## Work to be completed
Give back all of the data exactly, with every picture omitted.

## Provided entries
[Start of section]

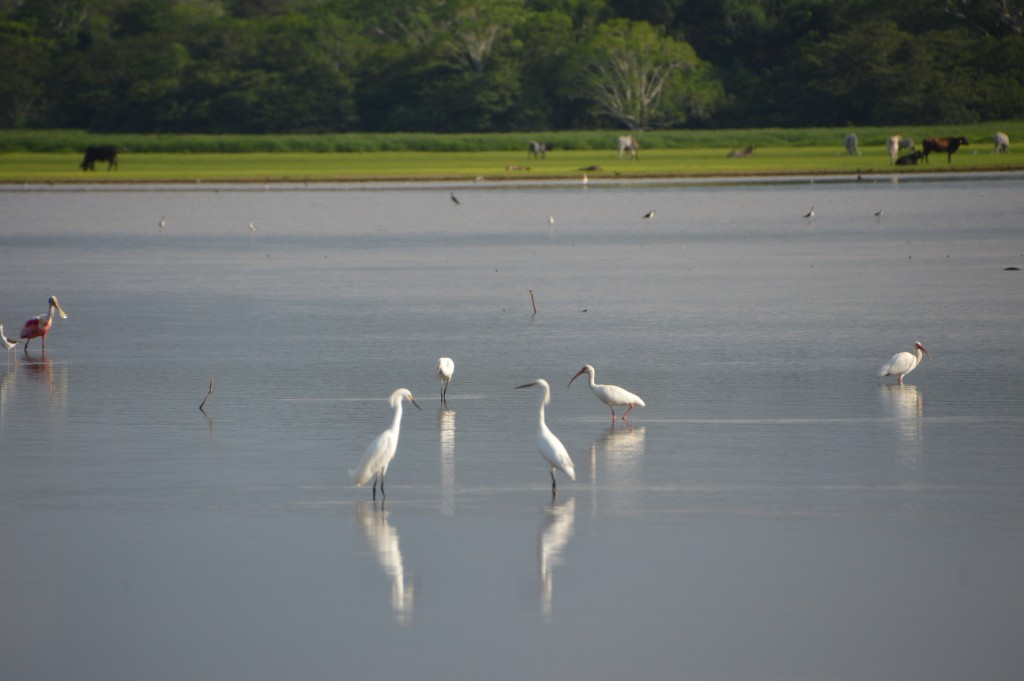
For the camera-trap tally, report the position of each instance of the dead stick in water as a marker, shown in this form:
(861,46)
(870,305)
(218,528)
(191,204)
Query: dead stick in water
(208,393)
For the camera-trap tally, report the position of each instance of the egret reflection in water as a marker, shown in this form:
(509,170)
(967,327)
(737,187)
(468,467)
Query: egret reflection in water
(556,529)
(445,427)
(904,405)
(383,541)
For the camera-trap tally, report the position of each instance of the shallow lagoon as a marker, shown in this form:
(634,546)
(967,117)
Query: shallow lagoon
(774,512)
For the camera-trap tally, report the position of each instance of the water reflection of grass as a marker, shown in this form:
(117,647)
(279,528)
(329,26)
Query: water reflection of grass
(493,165)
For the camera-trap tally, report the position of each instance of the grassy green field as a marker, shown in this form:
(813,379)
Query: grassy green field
(41,157)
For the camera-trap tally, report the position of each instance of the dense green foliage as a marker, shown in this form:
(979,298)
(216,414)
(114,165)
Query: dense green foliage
(482,66)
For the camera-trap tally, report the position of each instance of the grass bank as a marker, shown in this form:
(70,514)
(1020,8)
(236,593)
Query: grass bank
(38,157)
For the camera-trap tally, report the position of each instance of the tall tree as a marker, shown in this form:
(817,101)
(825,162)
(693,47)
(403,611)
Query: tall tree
(640,78)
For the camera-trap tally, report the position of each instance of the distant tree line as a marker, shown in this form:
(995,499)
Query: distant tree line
(475,66)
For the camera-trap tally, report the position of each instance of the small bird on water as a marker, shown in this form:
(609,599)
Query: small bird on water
(902,364)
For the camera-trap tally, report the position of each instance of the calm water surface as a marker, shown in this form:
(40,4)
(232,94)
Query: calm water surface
(774,512)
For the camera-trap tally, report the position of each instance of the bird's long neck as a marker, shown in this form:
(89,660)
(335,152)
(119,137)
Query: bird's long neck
(545,398)
(396,420)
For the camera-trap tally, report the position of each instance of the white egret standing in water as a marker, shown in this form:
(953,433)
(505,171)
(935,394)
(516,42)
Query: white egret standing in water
(445,369)
(380,453)
(550,447)
(902,364)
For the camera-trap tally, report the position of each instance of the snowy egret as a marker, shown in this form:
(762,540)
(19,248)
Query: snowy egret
(380,453)
(445,368)
(40,326)
(550,447)
(611,395)
(7,343)
(902,364)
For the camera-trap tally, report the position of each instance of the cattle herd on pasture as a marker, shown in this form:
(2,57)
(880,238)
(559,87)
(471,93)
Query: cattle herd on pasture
(629,146)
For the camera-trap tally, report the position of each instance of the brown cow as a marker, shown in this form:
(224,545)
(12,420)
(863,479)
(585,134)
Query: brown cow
(947,144)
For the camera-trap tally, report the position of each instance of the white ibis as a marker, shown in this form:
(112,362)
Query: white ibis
(550,447)
(380,453)
(611,395)
(902,364)
(445,368)
(40,326)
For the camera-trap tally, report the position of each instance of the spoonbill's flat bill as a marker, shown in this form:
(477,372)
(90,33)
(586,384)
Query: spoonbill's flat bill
(445,369)
(902,364)
(38,327)
(551,448)
(611,395)
(380,453)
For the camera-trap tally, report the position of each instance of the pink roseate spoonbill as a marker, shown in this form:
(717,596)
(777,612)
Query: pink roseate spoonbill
(550,447)
(40,326)
(611,395)
(445,368)
(902,364)
(380,453)
(7,343)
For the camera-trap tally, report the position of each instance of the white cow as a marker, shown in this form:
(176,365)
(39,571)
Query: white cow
(1001,142)
(892,145)
(850,141)
(628,144)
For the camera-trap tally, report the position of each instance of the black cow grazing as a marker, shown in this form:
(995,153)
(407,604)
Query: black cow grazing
(538,150)
(947,144)
(107,153)
(910,159)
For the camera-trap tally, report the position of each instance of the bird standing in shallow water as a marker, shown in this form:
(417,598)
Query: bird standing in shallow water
(550,447)
(445,369)
(611,395)
(38,327)
(902,364)
(380,453)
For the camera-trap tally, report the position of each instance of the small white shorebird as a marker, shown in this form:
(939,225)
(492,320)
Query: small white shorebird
(550,447)
(611,395)
(380,453)
(902,364)
(445,369)
(7,343)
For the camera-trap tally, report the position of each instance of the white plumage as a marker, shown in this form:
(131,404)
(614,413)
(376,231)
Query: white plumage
(380,453)
(445,369)
(547,443)
(902,364)
(611,395)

[End of section]

## Task result
For the camera-trap tally, report the position of each instance of the dead stick in water as a marker, shown in this form:
(861,46)
(870,305)
(218,528)
(191,204)
Query: dead stick in water
(208,393)
For the camera-trap tally, report the position of each instance of the egret reflection in water as a marker, shown in this form:
(509,170)
(967,327)
(737,187)
(468,467)
Query: egret reflection in water
(556,529)
(445,427)
(904,405)
(383,541)
For the camera-trap tally, report the position of each instance of the shallow lagoon as a marker, shown in this form:
(634,546)
(967,117)
Query: shallow lagoon
(774,512)
For the camera-trap tally, report the position of each instance of the water reflection of grass as a marker, shown in this form:
(117,647)
(279,528)
(329,26)
Query: water reflection of grass
(493,165)
For the camera-trap tally, report the position of each instance of the grassy green field as a marker, shown in this form:
(813,379)
Query: grassy green field
(41,157)
For the camera-trap tally, report the position of each instance of the dense green foliage as a marker, shown in this form:
(979,298)
(216,414)
(114,165)
Query: dense green foliage
(482,66)
For the camera-trap tally, report the position of each instance of the grass bank as a marker, shown in this form:
(70,514)
(1020,8)
(236,593)
Query: grass bank
(38,157)
For the camera-trap tally, report the position of each instance of the tall tree as a marker, shown in this form:
(817,101)
(825,162)
(693,47)
(403,611)
Query: tall tree
(640,78)
For the camera-trap tally, report the position of each instance of the distant tree line as a marker, shown in this form:
(995,499)
Query: distant tree line
(475,66)
For the camera-trap tally, report the position of each instance of the small bird on water as a marker, shown in this form:
(609,599)
Query: small bird on water
(902,364)
For the camera-trap tally, report the position of each instance of the calm water surface as a marker, shown in this form:
(40,4)
(232,94)
Query: calm water surface
(774,512)
For the camera-trap tally, report the position of each instance of the bird's long neck as a marker, shown in this form:
(89,660)
(335,152)
(119,137)
Query: bird's long neck
(545,398)
(396,420)
For the camera-trap tally, report the position of each instance of the white egret standing in water as a marker, shown in this form:
(953,433)
(505,171)
(935,394)
(516,42)
Query: white egret standing in water
(445,369)
(380,453)
(550,447)
(902,364)
For the camera-trap tally, report the position of each instance of the snowy egret as a marker, shown in this form:
(762,540)
(19,248)
Query: snowy egret
(380,453)
(445,368)
(40,326)
(550,447)
(611,395)
(7,343)
(902,364)
For the camera-trap tally, report the position of each instance of the cattle herd on pasture as a marker, shown in this form:
(2,57)
(880,238)
(559,87)
(471,93)
Query: cattle herd on pasture
(629,146)
For the camera-trap tally, report the position of each instance of the brown cow as a marker, shown in this form:
(224,545)
(12,420)
(863,479)
(585,134)
Query: brown cow
(947,144)
For the camera-trap tally, report the position of each instance of the white ibis as a marker, shown in this form:
(112,362)
Query: white ibis
(550,447)
(380,453)
(611,395)
(902,364)
(445,368)
(40,326)
For the camera-trap tally, report the position of each instance of the spoonbill's flat bill as a marker, shown in this form:
(477,372)
(90,33)
(586,384)
Query: spoonbill's flat bill
(445,369)
(902,364)
(38,327)
(551,448)
(611,395)
(380,453)
For the camera-trap tally, report the position of each instance of the pink roseate spoonbill as a marker, shown in this form:
(717,596)
(777,612)
Query: pink roseate spoonbill
(550,447)
(40,326)
(611,395)
(445,368)
(902,364)
(380,453)
(7,343)
For the camera-trap tally, report the position of each instance of the white cow as a marker, shown in this form:
(176,365)
(39,571)
Query: white cow
(1001,142)
(892,145)
(850,141)
(628,144)
For the camera-trap tally, report the position of each instance of the black cow grazing as a marker, shown in this form:
(995,153)
(407,604)
Query: black cow grazing
(538,150)
(947,144)
(107,153)
(910,159)
For the camera-trap tally, report the position of each instance of the bird standing in shallow water as a marker, shown in this form:
(417,598)
Query: bird standing in shallow water
(550,447)
(445,369)
(611,395)
(38,327)
(902,364)
(380,453)
For the camera-trap tally, report the position of each instance of the small white shorebird as a marker, shown in this form:
(939,225)
(492,320)
Query: small white shorebird
(550,447)
(611,395)
(380,453)
(902,364)
(445,369)
(7,343)
For the camera-trap tally, report the position of each instance of the white plumage as a marker, shown in this form:
(131,404)
(614,413)
(376,231)
Query: white plumage
(380,453)
(445,369)
(547,443)
(902,364)
(611,395)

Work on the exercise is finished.